## Input rows
======

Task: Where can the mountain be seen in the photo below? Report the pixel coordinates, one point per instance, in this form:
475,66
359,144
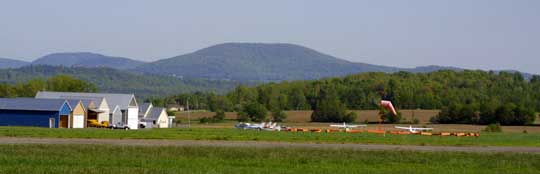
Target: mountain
113,80
11,63
85,59
256,61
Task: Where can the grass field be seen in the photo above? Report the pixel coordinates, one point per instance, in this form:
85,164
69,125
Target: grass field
486,139
137,159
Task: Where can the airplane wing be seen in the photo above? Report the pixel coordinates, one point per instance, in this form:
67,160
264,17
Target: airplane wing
361,125
337,125
423,128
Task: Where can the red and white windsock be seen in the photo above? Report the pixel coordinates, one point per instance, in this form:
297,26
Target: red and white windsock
388,105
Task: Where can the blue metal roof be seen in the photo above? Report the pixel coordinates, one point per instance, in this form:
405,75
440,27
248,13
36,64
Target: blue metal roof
32,104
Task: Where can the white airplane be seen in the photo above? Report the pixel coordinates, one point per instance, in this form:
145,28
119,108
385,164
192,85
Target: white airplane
347,126
262,126
413,129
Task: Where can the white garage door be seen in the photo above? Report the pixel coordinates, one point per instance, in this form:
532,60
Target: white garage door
78,121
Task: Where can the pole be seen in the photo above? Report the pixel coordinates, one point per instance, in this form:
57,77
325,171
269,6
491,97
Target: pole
189,116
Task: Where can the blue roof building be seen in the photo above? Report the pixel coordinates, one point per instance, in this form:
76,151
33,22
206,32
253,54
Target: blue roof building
52,113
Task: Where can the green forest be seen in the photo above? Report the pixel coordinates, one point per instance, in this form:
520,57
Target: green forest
469,97
62,83
119,81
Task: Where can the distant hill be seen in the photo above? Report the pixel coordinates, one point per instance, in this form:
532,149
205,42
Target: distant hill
11,63
266,62
85,59
245,62
254,61
113,80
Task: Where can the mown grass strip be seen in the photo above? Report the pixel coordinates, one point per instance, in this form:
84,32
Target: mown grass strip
164,159
486,139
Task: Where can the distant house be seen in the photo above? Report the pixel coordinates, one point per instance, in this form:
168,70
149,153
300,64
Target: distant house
97,107
52,113
153,117
175,107
77,117
126,102
116,116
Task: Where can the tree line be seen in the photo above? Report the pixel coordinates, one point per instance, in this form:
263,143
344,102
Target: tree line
63,83
463,97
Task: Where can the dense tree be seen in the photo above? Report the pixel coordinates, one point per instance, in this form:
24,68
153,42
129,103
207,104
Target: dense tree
463,97
278,115
254,112
330,109
61,83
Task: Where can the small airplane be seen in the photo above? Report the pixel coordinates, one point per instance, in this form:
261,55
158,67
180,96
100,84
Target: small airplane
262,126
347,126
413,129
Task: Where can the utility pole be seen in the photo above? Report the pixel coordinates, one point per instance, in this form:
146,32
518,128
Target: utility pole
189,116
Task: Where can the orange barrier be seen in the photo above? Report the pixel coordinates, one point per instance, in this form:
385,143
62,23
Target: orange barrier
315,130
459,134
302,130
332,130
426,133
400,132
353,131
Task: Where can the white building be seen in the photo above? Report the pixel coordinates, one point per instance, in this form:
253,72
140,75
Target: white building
153,117
126,103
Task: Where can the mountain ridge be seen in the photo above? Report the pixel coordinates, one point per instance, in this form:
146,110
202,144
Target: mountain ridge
86,59
237,62
12,63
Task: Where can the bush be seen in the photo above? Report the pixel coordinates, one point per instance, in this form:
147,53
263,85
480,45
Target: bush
278,115
493,128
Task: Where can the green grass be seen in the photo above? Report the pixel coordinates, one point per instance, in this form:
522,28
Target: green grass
163,159
486,139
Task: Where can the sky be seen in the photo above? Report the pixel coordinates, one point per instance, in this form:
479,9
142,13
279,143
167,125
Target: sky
475,34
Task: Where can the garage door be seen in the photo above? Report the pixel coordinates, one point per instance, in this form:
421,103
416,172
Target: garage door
78,121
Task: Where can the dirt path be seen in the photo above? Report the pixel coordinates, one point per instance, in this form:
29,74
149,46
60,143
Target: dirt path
141,142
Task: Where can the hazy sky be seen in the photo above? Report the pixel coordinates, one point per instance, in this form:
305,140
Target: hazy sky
485,34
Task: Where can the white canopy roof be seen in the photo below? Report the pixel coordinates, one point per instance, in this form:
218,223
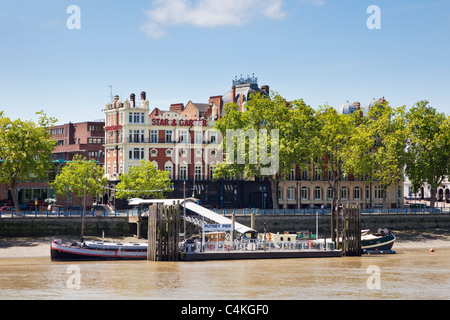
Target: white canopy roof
211,215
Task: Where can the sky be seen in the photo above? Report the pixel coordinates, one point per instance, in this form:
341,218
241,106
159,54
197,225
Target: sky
62,59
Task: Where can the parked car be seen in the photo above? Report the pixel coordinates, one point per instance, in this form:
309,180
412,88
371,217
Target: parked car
6,209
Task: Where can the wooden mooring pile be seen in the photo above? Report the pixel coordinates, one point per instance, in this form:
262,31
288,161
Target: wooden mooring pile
346,229
164,225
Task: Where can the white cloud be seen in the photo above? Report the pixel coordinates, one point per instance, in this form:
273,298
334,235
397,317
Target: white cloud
207,13
313,2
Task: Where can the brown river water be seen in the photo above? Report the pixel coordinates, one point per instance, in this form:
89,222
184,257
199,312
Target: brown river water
409,274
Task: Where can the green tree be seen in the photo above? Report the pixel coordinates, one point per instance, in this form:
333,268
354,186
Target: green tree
378,147
144,181
25,150
267,139
331,152
72,179
428,148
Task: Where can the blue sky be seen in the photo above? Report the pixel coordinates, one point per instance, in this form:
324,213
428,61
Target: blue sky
181,50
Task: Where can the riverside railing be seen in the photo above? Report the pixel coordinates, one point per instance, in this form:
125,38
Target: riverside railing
258,245
226,212
307,211
71,213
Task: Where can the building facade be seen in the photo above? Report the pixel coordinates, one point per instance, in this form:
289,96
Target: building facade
182,141
85,139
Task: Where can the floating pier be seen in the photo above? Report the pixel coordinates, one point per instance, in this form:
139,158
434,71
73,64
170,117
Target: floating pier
252,255
164,227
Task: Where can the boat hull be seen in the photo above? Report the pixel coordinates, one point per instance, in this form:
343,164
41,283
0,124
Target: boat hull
379,243
61,252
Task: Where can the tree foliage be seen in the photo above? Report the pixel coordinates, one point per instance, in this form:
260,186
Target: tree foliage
144,181
71,181
428,148
378,146
25,150
270,136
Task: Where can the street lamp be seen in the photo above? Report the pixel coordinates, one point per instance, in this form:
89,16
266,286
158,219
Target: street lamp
263,190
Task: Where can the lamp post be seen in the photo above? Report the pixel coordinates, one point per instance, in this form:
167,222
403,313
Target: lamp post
263,190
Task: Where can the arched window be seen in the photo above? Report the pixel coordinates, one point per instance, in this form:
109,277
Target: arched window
318,193
330,193
344,193
357,193
305,193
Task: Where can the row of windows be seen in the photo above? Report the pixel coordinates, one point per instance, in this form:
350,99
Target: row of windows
133,117
305,175
183,136
318,193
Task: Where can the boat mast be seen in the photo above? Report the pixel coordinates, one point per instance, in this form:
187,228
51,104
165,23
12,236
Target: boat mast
84,209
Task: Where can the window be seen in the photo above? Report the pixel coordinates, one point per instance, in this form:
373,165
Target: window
169,136
305,175
330,193
183,173
292,174
317,175
154,136
169,169
198,137
213,137
318,193
183,136
356,193
378,192
136,154
198,173
291,193
304,193
211,172
344,195
95,141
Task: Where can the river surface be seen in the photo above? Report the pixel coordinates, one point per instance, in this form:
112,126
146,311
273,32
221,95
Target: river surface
409,274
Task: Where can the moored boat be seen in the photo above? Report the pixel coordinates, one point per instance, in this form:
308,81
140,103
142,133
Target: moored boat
93,251
383,240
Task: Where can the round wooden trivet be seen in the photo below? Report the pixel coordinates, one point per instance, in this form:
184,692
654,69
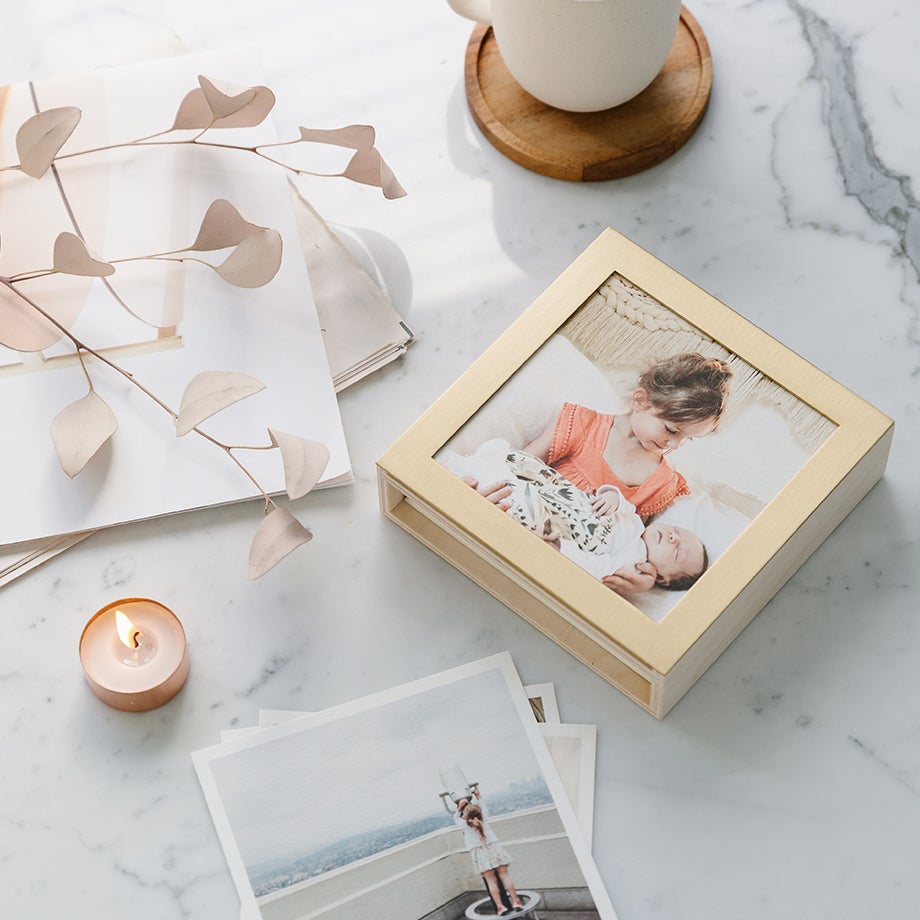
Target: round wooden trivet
591,146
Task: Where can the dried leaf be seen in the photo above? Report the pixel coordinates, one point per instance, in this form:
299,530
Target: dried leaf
304,461
222,226
358,137
211,106
254,262
368,167
73,257
279,534
193,112
211,391
40,137
80,429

======

## Problem description
Convert every line of the records above into a numbered list, skipping blank lines. Leave the pictures out of your answer.

## Written response
1. Task: Where can the mountain be seen in the photo below? Report the pixel coordinates, one point per instance, in this form:
2. 475,66
3. 359,144
4. Target: mountain
5. 113,80
6. 11,63
7. 85,59
8. 256,61
9. Task: Where can the grass field be seen in the photo above? Report the pixel coordinates, one point per instance, in this form:
10. 85,164
11. 69,125
12. Target: grass field
13. 486,139
14. 137,159
15. Task: Where can the airplane wing be seen in the photo above? Report the pixel coordinates, one point per instance, in this form:
16. 67,160
17. 264,17
18. Target: airplane wing
19. 361,125
20. 337,125
21. 423,128
22. Task: Where can the red and white windsock be seen in the photo above? Report the pixel coordinates, one point per instance, in this form:
23. 297,26
24. Target: red and white windsock
25. 388,105
26. Task: Where can the blue metal roof be seen in the photo above? Report the pixel coordinates, one point per instance, in this form:
27. 405,75
28. 440,27
29. 248,13
30. 36,64
31. Target: blue metal roof
32. 32,104
33. Task: Where can the white airplane be seen in the photo above? Report the pixel coordinates, one point per instance, in this form:
34. 145,28
35. 119,108
36. 385,164
37. 192,85
38. Target: white airplane
39. 347,126
40. 262,126
41. 413,129
42. Task: Where can the white garage door be seen in the photo above? Report the pixel coordinates, one point per instance, in this form:
43. 532,60
44. Target: white garage door
45. 78,121
46. Task: Where can the pole be seen in the photo above? Report the pixel coordinates, one point per instance, in this form:
47. 57,77
48. 325,171
49. 269,6
50. 491,97
51. Target: pole
52. 189,116
53. Task: Where can the blue roof building be seen in the photo above? Report the pixel coordinates, one point per instance, in this form:
54. 76,151
55. 33,22
56. 206,32
57. 253,54
58. Target: blue roof building
59. 52,113
60. Task: Where can the green forest be seen in the photo above? Report the pixel coordinates, one point per instance, in this form:
61. 520,57
62. Target: green forest
63. 469,97
64. 62,83
65. 119,81
66. Task: Where can the distant hill be seen in the photo above? Report the pixel coordinates, one point per instance, in this form:
67. 532,149
68. 205,42
69. Target: distant hill
70. 11,63
71. 266,62
72. 85,59
73. 245,62
74. 254,61
75. 113,80
76. Task: Where can the mown grass strip be seen in the photo above? Report the pixel coordinates, one point per instance, in this form:
77. 84,32
78. Target: mown grass strip
79. 164,159
80. 486,139
81. Task: Where can the distant house be seen in the photo above? Report the pixel coordinates, one point per instance, in this form:
82. 168,70
83. 149,153
84. 300,64
85. Target: distant house
86. 97,107
87. 52,113
88. 153,117
89. 175,107
90. 77,117
91. 126,102
92. 116,116
93. Task: Where can the tree line be seen in the photo above? Report the pixel coordinates, one point per instance, in this form:
94. 263,143
95. 344,102
96. Target: tree line
97. 63,83
98. 463,97
99. Task: Where can the dense tree be seen in the photo above? Report the pixel coordinates, one point per instance, in this form:
100. 24,68
101. 153,42
102. 129,103
103. 207,104
104. Target: dense tree
105. 463,97
106. 278,115
107. 254,112
108. 330,109
109. 61,83
110. Task: Where can the small airplane be seen in the photo above? Report the pixel coordinates, one point per instance, in this form:
111. 261,55
112. 158,67
113. 180,96
114. 100,84
115. Target: small airplane
116. 262,126
117. 347,126
118. 413,129
119. Task: Where can the utility pole be seen in the photo above? Report the pixel coordinates, one point per instance, in this form:
120. 146,32
121. 518,128
122. Target: utility pole
123. 189,116
124. Task: Where can the orange barrier be seen in the photo above? Report the pixel coordinates, one point per instance, in this form:
125. 385,143
126. 62,23
127. Target: orange barrier
128. 315,130
129. 459,134
130. 302,130
131. 332,130
132. 426,133
133. 400,132
134. 353,131
135. Task: Where can the white building be seen in the photo above? Report the pixel coordinates, one point per instance, in this form:
136. 253,72
137. 140,75
138. Target: white building
139. 153,117
140. 126,103
141. Task: Where can the mountain ridge be seen in the photo above? Report the pixel coordinates, one point per instance, in this form:
142. 146,110
143. 202,144
144. Target: mountain ridge
145. 86,59
146. 237,62
147. 12,63
148. Task: Where can the bush be seen in the photo above? Report the pixel coordinates, one point per instance, in this form:
149. 147,53
150. 263,85
151. 480,45
152. Target: bush
153. 278,115
154. 493,128
155. Task: Where can the green grass be seen in the photo above? Report the pixel coordinates, one point per instance, in this form:
156. 522,28
157. Target: green grass
158. 163,159
159. 486,139
160. Task: Where can the sky be seen in the photo above? Report the pixel coordinates, one point per instance, in this form:
161. 479,9
162. 142,13
163. 279,143
164. 167,125
165. Target: sky
166. 475,34
167. Task: Where can the garage door be seen in the photo above? Report the pixel coordinates, one point per instance, in this form:
168. 421,103
169. 416,172
170. Target: garage door
171. 78,121
172. Task: Where can the dirt path be seen in the photo above? Report the pixel coordinates, one point per instance, in this form:
173. 29,74
174. 149,46
175. 60,143
176. Target: dirt path
177. 141,142
178. Task: Where can the hazy sky be seen in the photo above? Report the pixel coordinates, one point per instance, in this form:
179. 305,140
180. Target: hazy sky
181. 485,34
182. Task: Where can the white canopy roof be seen in the photo below? Report the pixel coordinates, one point per instance, in this form:
183. 218,223
184. Target: white canopy roof
185. 211,215
186. Task: Where can the sky be seen in the photo above? Report the pixel coordinates, one point per instance, in this form:
187. 341,218
188. 241,106
189. 159,54
190. 197,225
191. Target: sky
192. 62,59
193. Task: Where can the parked car be seen in the photo above? Report the pixel coordinates, one point per instance, in this form:
194. 309,180
195. 412,88
196. 371,217
197. Target: parked car
198. 6,209
199. Task: Where can the wooden mooring pile be seen in the photo above? Report the pixel coordinates, one point per instance, in this form:
200. 262,31
201. 288,161
202. Target: wooden mooring pile
203. 346,229
204. 164,225
205. Task: Where can the white cloud be seen in the photo above? Report the pixel coordinates, one point per instance, in this form:
206. 273,298
207. 334,235
208. 397,317
209. Target: white cloud
210. 207,13
211. 313,2
212. Task: Where can the brown river water be seen in the photo above? Report the pixel coordinates, one point per instance, in this form:
213. 89,222
214. 184,257
215. 199,312
216. Target: brown river water
217. 409,274
218. Task: Where can the green tree be seen in the photo above? Report the pixel coordinates, one point per instance, in this form:
219. 333,268
220. 354,186
221. Target: green tree
222. 378,147
223. 144,181
224. 25,150
225. 267,139
226. 331,152
227. 72,179
228. 428,148
229. Task: Where can the blue sky be seen in the photo above? Report the pixel coordinates, one point per instance, in this form:
230. 324,213
231. 428,61
232. Target: blue sky
233. 181,50
234. Task: Where can the riverside railing be seen in the photo above? Report the pixel coordinates, one point per instance, in this form:
235. 125,38
236. Target: riverside railing
237. 258,245
238. 226,212
239. 307,211
240. 71,213
241. Task: Where can the building facade be seen in the photo above? Report the pixel coordinates, one point per instance, in this form:
242. 289,96
243. Target: building facade
244. 182,141
245. 85,139
246. Task: Where can the floating pier be seen in the photo above? Report the pixel coordinates, one point per instance, in this form:
247. 139,158
248. 434,71
249. 73,64
250. 170,117
251. Target: floating pier
252. 252,255
253. 164,227
254. Task: Where can the boat hull be seen in the photo above? Report the pixel coordinates, one point per instance, in this form:
255. 343,164
256. 41,283
257. 0,124
258. Target: boat hull
259. 379,243
260. 61,252
261. Task: Where can the tree foliage be seen in the photo above? Report the pixel coordinates, one point per instance, in this form:
262. 260,186
263. Target: tree foliage
264. 144,181
265. 71,181
266. 428,148
267. 378,146
268. 25,150
269. 270,136
270. Task: Where can the street lamp be seen in the photo above? Report the pixel coordinates, one point per instance, in this form:
271. 89,16
272. 266,286
273. 158,219
274. Target: street lamp
275. 263,190
276. Task: Where can the lamp post be seen in the photo above? Report the pixel coordinates, one point per instance, in this form:
277. 167,222
278. 403,313
279. Target: lamp post
280. 263,190
281. Task: Where can the arched window be seen in the photo above? Report the pixel coordinates, one point per instance, in this form:
282. 109,277
283. Target: arched window
284. 318,193
285. 330,193
286. 344,193
287. 357,193
288. 305,193
289. Task: Where can the row of windows be seen in the photo above? Report the pixel coordinates, one point per instance, in this form:
290. 350,99
291. Target: row of windows
292. 133,117
293. 305,175
294. 183,136
295. 318,193
296. Task: Where can the boat mast be seen in the photo above? Report the pixel coordinates, one point per instance, in this form:
297. 187,228
298. 51,104
299. 165,23
300. 12,236
301. Target: boat mast
302. 84,209
303. Task: Where can the window be seen in the photo above? Report the pixel coordinates, one point per instance, in this form:
304. 373,165
305. Target: window
306. 169,136
307. 305,175
308. 330,193
309. 183,173
310. 292,174
311. 317,175
312. 154,136
313. 169,169
314. 198,137
315. 213,137
316. 318,193
317. 183,136
318. 356,193
319. 378,192
320. 136,154
321. 198,173
322. 291,193
323. 304,193
324. 211,172
325. 344,195
326. 95,141
327. Task: Where can the river surface be seen in the photo above? Report the pixel coordinates, one point per instance, in this form:
328. 112,126
329. 146,311
330. 273,32
331. 221,95
332. Target: river surface
333. 409,274
334. Task: Where can the moored boat be seen in the photo above? Report the pixel coordinates, one point per instance, in this form:
335. 308,81
336. 140,103
337. 142,133
338. Target: moored boat
339. 93,251
340. 383,240
341. Task: Where can the round wooden trivet be seen in the photo below? Report the pixel coordinates, one point per instance, in this form:
342. 184,692
343. 654,69
344. Target: round wooden trivet
345. 591,146
346. Task: Where can the dried leaf be seen in the photo above? Report the pixel coordinates, one point per instance, in this form:
347. 299,530
348. Target: dried leaf
349. 304,461
350. 222,226
351. 358,137
352. 211,106
353. 254,262
354. 368,167
355. 73,257
356. 279,534
357. 193,112
358. 211,391
359. 40,137
360. 80,429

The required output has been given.